**Source extract**
In Sudan, FGM crosses religious and ethnic lines. It is practiced by both Muslims and Christians.
The country has made significant progress in opening up public discussion on FGM, changing attitudes towards the practice and garnering support for its abandonment. Government, community and NGO efforts and initiatives have been integral in promoting these changes, as has incorporation of FGM discussions in a broad learning and awareness-raising package. Nevertheless, while important steps have been taken, more can be done at a local level to promote widespread abandonment of FGM.
Whilst Sudan is a predominantly Muslim country, FGM is also practised among Catholic and other Christian communities. UNICEF’s 2013 report shows that approximately 12.1 million girls and women have undergone FGM in Sudan. There is also a trend towards medicalisation; approximately 77% of FGM practiced is performed by health personnel (Doctors, Nurses, Mid-wives and other health workers) and 20% by traditional practitioners.
Percentage of girls and women aged 15 to 49 years who have undergone FGM
Political and legal context
- The National Strategy for the Abandonment of FGM/C in One Generation (2008-2018) was incorporated into the Government’s Five Year National Strategic Plan for Childhood for 2007-2011.
- Sudan has not signed or ratified the Convention on the Elimination of Discrimination Against Women.
- The Convention on the Rights of the Child was signed in 2008; however it has not been ratified.
- Nationally, there have been several attempts to criminalise all forms of FGM. In 2008 the practice was included in criminal law, including national public health law of 2007. However the sections banning FGM were deleted by Parliament before it passed both pieces of legislation.
- The existing national laws criminalise the performance of all types of FGM except type 1 (Sunna).
Sudan has made progress towards ending FGM:
- The Government of Sudan designed and launched a national communication campaign in 2008 - Saleema, an Arabic word meaning ‘whole, undamaged, unharmed, and complete’. This was chosen to describe the uncut female. The campaign profiles FGM within a broader framework of child protection and gender equality.
- In November 2008 the government of Southern Kordofan passed a law prohibiting FGM. This is the first state-level legislation to ban the practice and consists of two separate state laws: the Child Law, criminalising FGM; and the Female Genital Mutilation/Cutting Law, which makes both the practice and its promotion illegal
- In July 2009, Gedaref State also passed a law banning FGM.
- FGM abandonment has been included in a number of national policies and acts including The Government’s Population Policy (2002) and The Medical Council Resolution No. 366 (2003) that prohibits doctors from practising any form of FGM, The Women’s Empowerment Policy (2007) and Resolution No. 29 by the National Assembly (2007) that calls for legislation banning FGM.

**Data shown**

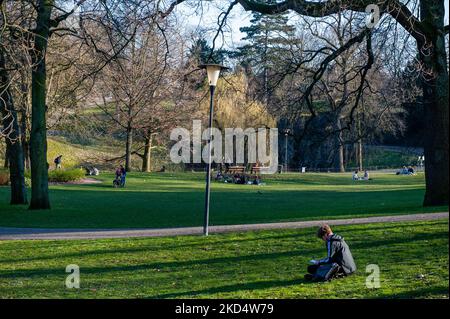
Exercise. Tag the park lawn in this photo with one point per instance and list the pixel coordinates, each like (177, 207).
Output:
(177, 200)
(412, 258)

**Exercise tasks**
A - According to the text on FGM in Sudan, what does the Arabic word "Saleema" mean?
B - Retype the part of the text on FGM in Sudan from "- FGM abandonment" to "legislation banning FGM.".

**Answers by item**
A - It means ‘whole, undamaged, unharmed, and complete’.

B -
- FGM abandonment has been included in a number of national policies and acts including The Government’s Population Policy (2002) and The Medical Council Resolution No. 366 (2003) that prohibits doctors from practising any form of FGM, The Women’s Empowerment Policy (2007) and Resolution No. 29 by the National Assembly (2007) that calls for legislation banning FGM.